**SHORT PROBLEM:** Repeat every one of the following records word for word, keeping each line unchanged.
-- START OF PROVIDED RECORDS --
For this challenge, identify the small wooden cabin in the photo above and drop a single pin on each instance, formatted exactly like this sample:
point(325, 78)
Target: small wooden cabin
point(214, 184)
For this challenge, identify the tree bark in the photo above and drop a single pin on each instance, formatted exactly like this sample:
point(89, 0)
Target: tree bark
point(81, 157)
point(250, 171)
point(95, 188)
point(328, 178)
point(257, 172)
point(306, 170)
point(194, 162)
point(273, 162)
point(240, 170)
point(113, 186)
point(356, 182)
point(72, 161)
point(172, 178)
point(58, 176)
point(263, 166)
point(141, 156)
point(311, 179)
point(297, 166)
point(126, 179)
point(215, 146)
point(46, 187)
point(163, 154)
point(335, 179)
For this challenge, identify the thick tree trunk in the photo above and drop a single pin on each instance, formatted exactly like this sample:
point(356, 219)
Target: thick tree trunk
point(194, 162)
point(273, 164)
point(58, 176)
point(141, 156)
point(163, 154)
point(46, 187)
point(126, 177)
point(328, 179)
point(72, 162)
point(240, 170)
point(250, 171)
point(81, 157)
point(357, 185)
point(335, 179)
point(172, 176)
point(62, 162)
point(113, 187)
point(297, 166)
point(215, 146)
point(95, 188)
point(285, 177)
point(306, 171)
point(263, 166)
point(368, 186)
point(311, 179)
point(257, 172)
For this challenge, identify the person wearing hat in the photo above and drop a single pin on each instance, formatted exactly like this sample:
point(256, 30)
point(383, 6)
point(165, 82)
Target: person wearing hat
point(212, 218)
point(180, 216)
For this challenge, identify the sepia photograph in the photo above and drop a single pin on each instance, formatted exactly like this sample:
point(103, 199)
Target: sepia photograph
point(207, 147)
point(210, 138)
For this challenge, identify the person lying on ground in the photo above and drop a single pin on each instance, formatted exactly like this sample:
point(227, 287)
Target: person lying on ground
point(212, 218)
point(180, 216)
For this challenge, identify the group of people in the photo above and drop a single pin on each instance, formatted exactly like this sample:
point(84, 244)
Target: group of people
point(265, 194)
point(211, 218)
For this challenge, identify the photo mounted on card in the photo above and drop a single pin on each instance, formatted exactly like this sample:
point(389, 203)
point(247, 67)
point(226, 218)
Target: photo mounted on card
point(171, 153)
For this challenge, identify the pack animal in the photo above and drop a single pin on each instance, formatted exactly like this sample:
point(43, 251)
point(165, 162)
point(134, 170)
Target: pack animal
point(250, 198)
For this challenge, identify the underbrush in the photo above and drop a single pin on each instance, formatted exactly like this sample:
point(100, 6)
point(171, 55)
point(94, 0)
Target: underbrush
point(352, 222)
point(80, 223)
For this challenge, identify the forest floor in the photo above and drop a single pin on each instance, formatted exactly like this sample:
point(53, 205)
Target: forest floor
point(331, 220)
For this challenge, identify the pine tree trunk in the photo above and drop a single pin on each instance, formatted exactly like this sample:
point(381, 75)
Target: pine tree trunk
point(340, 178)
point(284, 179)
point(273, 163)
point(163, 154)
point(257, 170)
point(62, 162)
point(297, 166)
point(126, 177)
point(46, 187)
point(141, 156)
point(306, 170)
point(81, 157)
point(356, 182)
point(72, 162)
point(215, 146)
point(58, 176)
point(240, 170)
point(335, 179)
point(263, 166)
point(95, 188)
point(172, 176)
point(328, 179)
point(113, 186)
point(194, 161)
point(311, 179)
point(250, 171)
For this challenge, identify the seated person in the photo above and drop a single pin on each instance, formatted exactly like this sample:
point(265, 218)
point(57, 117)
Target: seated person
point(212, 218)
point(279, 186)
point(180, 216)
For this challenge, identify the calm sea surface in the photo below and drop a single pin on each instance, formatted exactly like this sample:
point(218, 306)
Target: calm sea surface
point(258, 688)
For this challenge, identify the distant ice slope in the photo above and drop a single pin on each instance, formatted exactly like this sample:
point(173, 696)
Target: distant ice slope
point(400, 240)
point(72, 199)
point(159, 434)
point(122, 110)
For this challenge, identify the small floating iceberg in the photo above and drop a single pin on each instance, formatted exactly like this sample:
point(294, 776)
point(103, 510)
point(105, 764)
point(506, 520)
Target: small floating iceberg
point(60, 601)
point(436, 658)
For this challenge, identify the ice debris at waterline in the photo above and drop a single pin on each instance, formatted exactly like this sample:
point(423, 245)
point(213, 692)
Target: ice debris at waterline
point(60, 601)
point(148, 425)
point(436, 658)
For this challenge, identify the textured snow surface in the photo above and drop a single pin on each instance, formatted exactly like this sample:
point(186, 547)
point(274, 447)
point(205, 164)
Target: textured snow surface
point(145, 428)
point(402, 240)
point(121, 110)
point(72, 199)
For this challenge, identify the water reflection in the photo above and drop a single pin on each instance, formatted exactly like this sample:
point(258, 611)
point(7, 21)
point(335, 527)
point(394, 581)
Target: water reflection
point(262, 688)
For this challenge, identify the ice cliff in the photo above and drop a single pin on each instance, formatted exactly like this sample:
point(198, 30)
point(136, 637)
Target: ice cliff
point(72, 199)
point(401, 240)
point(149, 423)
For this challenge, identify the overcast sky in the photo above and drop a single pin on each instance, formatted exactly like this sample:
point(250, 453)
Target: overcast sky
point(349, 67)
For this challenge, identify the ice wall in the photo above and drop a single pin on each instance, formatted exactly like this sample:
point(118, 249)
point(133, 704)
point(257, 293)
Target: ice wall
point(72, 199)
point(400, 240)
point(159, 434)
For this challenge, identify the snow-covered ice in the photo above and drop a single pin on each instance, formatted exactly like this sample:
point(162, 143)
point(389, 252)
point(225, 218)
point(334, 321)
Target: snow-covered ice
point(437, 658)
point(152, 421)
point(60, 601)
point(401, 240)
-- END OF PROVIDED RECORDS --
**SOLUTION FOR THIS TASK:**
For this challenge, identify the small wooden cabin in the photo above and drop a single pin on each instance, formatted exactly like this sample:
point(325, 78)
Target: small wooden cabin
point(214, 184)
For this challenge, identify the tree bark in the photo above and drop a single pin on each instance, formatted exactly like this sample:
point(89, 0)
Target: tree bark
point(81, 157)
point(250, 171)
point(95, 188)
point(328, 178)
point(257, 172)
point(306, 170)
point(194, 162)
point(273, 162)
point(240, 170)
point(113, 186)
point(356, 182)
point(72, 161)
point(172, 178)
point(58, 176)
point(263, 166)
point(141, 156)
point(311, 179)
point(297, 166)
point(126, 179)
point(215, 146)
point(46, 187)
point(163, 154)
point(335, 179)
For this challenge, identify the thick tree trunk in the photo above and drop a single pin on each instance, formatted exactly like this sample:
point(356, 219)
Target: thick tree trunk
point(194, 162)
point(273, 164)
point(58, 176)
point(141, 156)
point(163, 154)
point(46, 187)
point(126, 177)
point(328, 179)
point(72, 162)
point(240, 170)
point(250, 171)
point(81, 157)
point(357, 185)
point(335, 179)
point(172, 176)
point(62, 162)
point(113, 187)
point(297, 166)
point(215, 146)
point(95, 188)
point(285, 177)
point(306, 171)
point(263, 166)
point(368, 186)
point(311, 179)
point(257, 172)
For this challenge, identify the person wearing hat in the photo above and drop a single pin on each instance, formatted exactly like this sample:
point(256, 30)
point(383, 6)
point(165, 82)
Target: person wearing hat
point(212, 218)
point(180, 216)
For this challenge, identify the sepia photograph in the photo above and drop a single pin on each instance, formatted exactly like this sample:
point(103, 199)
Target: sepia photograph
point(207, 147)
point(210, 138)
For this challenge, identify the person lying on ground in the photo above and drop a single pin on each instance, formatted exactly like this sample:
point(227, 287)
Target: person lying on ground
point(212, 218)
point(180, 216)
For this challenge, identify the group of people in the photo above and drop a single pin on each instance, formatted exactly like this sample:
point(84, 244)
Target: group of people
point(265, 194)
point(211, 218)
For this challenge, identify the photo mounted on card in the photo above and drop a single pin on each instance, formatted exactly like this sample:
point(389, 203)
point(247, 67)
point(226, 218)
Target: photo mounted on card
point(171, 153)
For this challenge, identify the pack animal in the photo above and drop a single pin on each instance, formatted exactly like this sample:
point(43, 251)
point(165, 162)
point(134, 170)
Target: pack animal
point(250, 198)
For this challenge, identify the underbrush in the photo above and drop a single pin on each instance, formatted exactly like this sample:
point(100, 6)
point(171, 55)
point(94, 0)
Target: underbrush
point(352, 222)
point(80, 223)
For this challenge, identify the forest floor in the photo above and drop a single pin on each instance, formatted exactly like this sample:
point(53, 205)
Target: forest floor
point(331, 220)
For this challenge, identify the pine tree trunk in the photo above and drop a single pin on each instance, formatted exactly like this sample:
point(381, 75)
Target: pine tree trunk
point(340, 178)
point(284, 179)
point(273, 163)
point(163, 154)
point(257, 170)
point(62, 162)
point(297, 166)
point(126, 177)
point(46, 187)
point(141, 156)
point(306, 170)
point(81, 157)
point(356, 182)
point(72, 162)
point(215, 146)
point(58, 176)
point(240, 170)
point(335, 179)
point(263, 166)
point(95, 188)
point(172, 176)
point(328, 179)
point(113, 186)
point(194, 161)
point(311, 179)
point(250, 171)
For this challenge, identify the seated person in the photo above and drop a single pin on each instance, formatted exactly like this sample:
point(265, 218)
point(57, 117)
Target: seated person
point(212, 218)
point(279, 186)
point(180, 216)
For this challenge, identify the calm sea surface in the photo below and drop a single pin on each instance, formatted exactly like this sample:
point(218, 306)
Target: calm sea surface
point(258, 688)
For this challenge, identify the distant ice slope in the photo above and drop a single pin on each instance, formatted exactly like this sample:
point(173, 696)
Target: distant ice slope
point(400, 240)
point(72, 199)
point(159, 434)
point(122, 110)
For this challenge, identify the small floating iceberg in the photo above and drop a single pin on each instance, formatted exactly like this sample:
point(294, 776)
point(103, 510)
point(105, 764)
point(506, 520)
Target: small floating iceberg
point(60, 601)
point(436, 658)
For this challenge, identify the ice debris at waterline in the photo above and drop a single pin on each instance, formatted exactly like this sample:
point(423, 245)
point(213, 692)
Target: ice debris at waterline
point(60, 601)
point(148, 425)
point(436, 658)
For this challenge, identify the textured snow surface in the photo above and drop a single pin on each instance, formatted exactly like this sample:
point(186, 547)
point(274, 447)
point(205, 164)
Target: textured snow surface
point(145, 428)
point(402, 240)
point(121, 110)
point(72, 199)
For this challenge, identify the water reflection in the photo above and drop a single pin on each instance, formatted exactly like this sample:
point(258, 611)
point(7, 21)
point(335, 527)
point(394, 581)
Target: water reflection
point(262, 688)
For this challenge, identify the ice cliff in the photo above and drop a single pin on each instance, formatted exactly like this sample:
point(198, 30)
point(136, 637)
Target: ice cliff
point(72, 199)
point(401, 240)
point(149, 423)
For this challenge, identify the overcast sky in the photo above and drop a single pin on each instance, formatted exactly like this sample:
point(250, 453)
Target: overcast sky
point(349, 67)
For this challenge, identify the ice wall in the photo above and drop a single pin on each instance, formatted exactly like this sample:
point(118, 249)
point(133, 704)
point(257, 293)
Target: ice wall
point(72, 199)
point(400, 240)
point(159, 434)
For this challenge, identify the snow-covered ice in the photo above and drop a single pin on each instance, formatted exactly like this sample:
point(162, 143)
point(389, 252)
point(225, 218)
point(334, 321)
Target: snow-covered ice
point(437, 658)
point(152, 421)
point(60, 601)
point(401, 240)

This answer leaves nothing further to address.